• [Requirements]:
A: In the passage on coastal property values, what can declining outside markets do to coastal gentrification?
B: Decide whether each statement agrees with the passage on coastal property values. Answer yes or no for each, and quote the words from the passage that settle it.
(i) Reducing nourishment subsidies slows the departure of lower-income households.
(ii) Mortgage interest and property tax deductions lower user costs for higher-income owner-occupants.
(iii) The three mechanisms can prevent eventual price collapses.
C: Extend the passage on coastal property values beyond its final sentence.

• [Given passage]:
= = = = = = =
The coupled modeling reveals why high coastal property values persist despite growing climate risks. Three mechanisms dampen and delay capitalization of SLR risk: (1) Tax policy advantages for higher-income owner-occupants increase their effective willingness to pay by lowering user costs via mortgage interest and property tax deductions, encouraging bids on desirable coastal properties. (2) Outside market dynamics create arbitrage: when coastal prices dip relative to broader desirable markets, higher-income agents enter, propping up prices; when outside markets appreciate, rising tax bases justify greater amenity investment (e.g., more frequent nourishment). (3) Nourishment subsidies directly inflate coastal amenity values, delaying downward price adjustment. Together, these mechanisms sustain high values and induce coastal gentrification in the near-to-medium term, yet cannot prevent eventual price collapses as inundation nears. Policy tradeoffs emerge: reducing subsidies improves market efficiency by allowing faster risk capitalization but accelerates gentrification and pushes out lower-income households; maintaining subsidies slows demographic turnover but masks climate risk signals and delays necessary adjustments. Declining outside markets can reverse gentrification, leading to investor dominance and lower-income rental occupancy. The findings suggest that smoothing transitions—both price trajectories and demographic shifts—may be preferable to abrupt declines, with implications for adaptation strategy design.
= = = = = = =
• [Dataset content]:
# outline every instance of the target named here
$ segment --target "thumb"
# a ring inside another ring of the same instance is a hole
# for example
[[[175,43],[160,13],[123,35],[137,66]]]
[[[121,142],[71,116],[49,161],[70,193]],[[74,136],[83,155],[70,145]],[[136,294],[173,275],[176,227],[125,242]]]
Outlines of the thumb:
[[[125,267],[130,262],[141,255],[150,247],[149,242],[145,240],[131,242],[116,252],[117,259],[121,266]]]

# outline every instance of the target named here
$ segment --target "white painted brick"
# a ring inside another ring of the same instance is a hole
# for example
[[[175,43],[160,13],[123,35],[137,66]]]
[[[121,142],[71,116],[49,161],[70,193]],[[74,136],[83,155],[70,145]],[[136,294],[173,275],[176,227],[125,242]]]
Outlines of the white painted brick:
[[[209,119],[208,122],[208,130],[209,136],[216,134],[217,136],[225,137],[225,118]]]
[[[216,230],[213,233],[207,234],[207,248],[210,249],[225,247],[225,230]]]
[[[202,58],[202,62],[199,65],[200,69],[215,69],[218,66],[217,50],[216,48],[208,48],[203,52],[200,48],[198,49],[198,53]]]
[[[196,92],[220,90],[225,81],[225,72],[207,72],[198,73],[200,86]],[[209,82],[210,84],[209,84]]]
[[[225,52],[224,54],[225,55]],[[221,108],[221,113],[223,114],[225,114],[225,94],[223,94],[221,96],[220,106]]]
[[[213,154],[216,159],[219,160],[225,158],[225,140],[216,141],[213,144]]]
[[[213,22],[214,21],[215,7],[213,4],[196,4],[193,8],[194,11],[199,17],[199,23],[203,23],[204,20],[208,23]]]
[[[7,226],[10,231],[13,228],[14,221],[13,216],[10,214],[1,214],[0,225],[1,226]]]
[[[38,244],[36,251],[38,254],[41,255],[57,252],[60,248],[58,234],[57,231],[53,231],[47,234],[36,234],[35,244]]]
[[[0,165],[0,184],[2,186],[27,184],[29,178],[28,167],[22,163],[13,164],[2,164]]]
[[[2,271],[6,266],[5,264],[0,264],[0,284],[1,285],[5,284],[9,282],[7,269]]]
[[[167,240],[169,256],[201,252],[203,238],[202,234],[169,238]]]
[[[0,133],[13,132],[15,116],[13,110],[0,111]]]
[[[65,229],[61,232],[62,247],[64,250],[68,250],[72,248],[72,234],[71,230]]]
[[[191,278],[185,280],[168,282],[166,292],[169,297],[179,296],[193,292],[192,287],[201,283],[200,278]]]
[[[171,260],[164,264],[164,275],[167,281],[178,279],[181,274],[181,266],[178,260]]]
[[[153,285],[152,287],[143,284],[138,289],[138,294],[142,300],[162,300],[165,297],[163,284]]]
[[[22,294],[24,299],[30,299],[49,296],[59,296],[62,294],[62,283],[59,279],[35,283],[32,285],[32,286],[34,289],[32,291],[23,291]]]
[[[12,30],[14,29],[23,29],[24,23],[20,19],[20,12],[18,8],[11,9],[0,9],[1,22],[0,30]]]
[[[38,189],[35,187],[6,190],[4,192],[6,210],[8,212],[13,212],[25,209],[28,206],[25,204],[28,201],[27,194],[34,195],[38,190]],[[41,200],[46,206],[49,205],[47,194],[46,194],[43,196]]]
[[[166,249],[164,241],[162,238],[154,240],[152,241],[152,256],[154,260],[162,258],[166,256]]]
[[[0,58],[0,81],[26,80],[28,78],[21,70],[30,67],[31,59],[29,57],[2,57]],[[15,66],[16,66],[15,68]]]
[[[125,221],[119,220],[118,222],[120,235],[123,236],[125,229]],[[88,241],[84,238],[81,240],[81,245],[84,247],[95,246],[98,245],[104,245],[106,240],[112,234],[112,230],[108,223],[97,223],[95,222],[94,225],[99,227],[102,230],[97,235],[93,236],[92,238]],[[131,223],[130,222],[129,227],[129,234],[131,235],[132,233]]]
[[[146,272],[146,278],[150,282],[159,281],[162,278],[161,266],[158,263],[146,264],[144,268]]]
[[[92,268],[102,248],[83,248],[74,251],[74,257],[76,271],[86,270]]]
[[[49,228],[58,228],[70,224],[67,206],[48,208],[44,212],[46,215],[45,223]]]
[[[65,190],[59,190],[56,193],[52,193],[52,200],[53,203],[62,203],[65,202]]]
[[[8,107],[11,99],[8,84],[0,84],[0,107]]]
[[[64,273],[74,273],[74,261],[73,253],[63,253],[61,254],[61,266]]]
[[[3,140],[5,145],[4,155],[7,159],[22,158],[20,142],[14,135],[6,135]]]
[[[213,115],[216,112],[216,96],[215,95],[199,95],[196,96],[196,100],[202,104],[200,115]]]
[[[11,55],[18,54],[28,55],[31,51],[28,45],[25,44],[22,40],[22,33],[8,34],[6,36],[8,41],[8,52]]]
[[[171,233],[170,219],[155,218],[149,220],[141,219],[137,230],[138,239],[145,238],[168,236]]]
= = = = = = =
• [Answers to the exercise]:
A: Declining outside markets can reverse gentrification, which leads to investor dominance and lower-income rental occupancy.

B:
(i) No: "reducing subsidies improves market efficiency by allowing faster risk capitalization but accelerates gentrification and pushes out lower-income households"
(ii) Yes: "increase their effective willingness to pay by lowering user costs via mortgage interest and property tax deductions"
(iii) No: "yet cannot prevent eventual price collapses as inundation nears"

C:
Conclusion

The study develops C-HOM, a coupled human–natural, agent-based housing market model linking coastal physical dynamics, climate risks, amenities, and policy. It shows that nourishment subsidies, tax advantages for high-income owners, and appreciating outside markets delay—but do not prevent—steep declines in coastal property values as inundation approaches. Policy implications include a tradeoff between equity and efficiency: removing subsidies allows prices to reflect long-run risks sooner but accelerates gentrification; maintaining subsidies tempers demographic change but perpetuates mispricing. The authors suggest reallocating public funds from nourishment toward adaptation pathways that smooth transitions, such as managed retreat and buyouts with rentbacks, and toward incentives for adaptive, less durable coastal housing technologies. Future research should enrich the coupled modeling with spatial dynamics, heterogeneity in climate beliefs and demographics (e.g., race), rising nourishment costs, alternative adaptation instruments (insurance, dunes, seawalls, zoning), regulation of investor short-term rentals, interactions across neighboring communities, and endogenous housing supply adjustments.

Limitations
  • The model uses income as the primary indicator of gentrification; other dimensions (e.g., race) are not modeled.
  • Housing supply is fixed, consistent with built-out barrier islands, so endogenous supply adjustments (new construction or retreat) are not considered.
  • Physical processes are simplified: linear erosion, no explicit dune dynamics, and storm risk is parameterized rather than simulated as stochastic events with damage.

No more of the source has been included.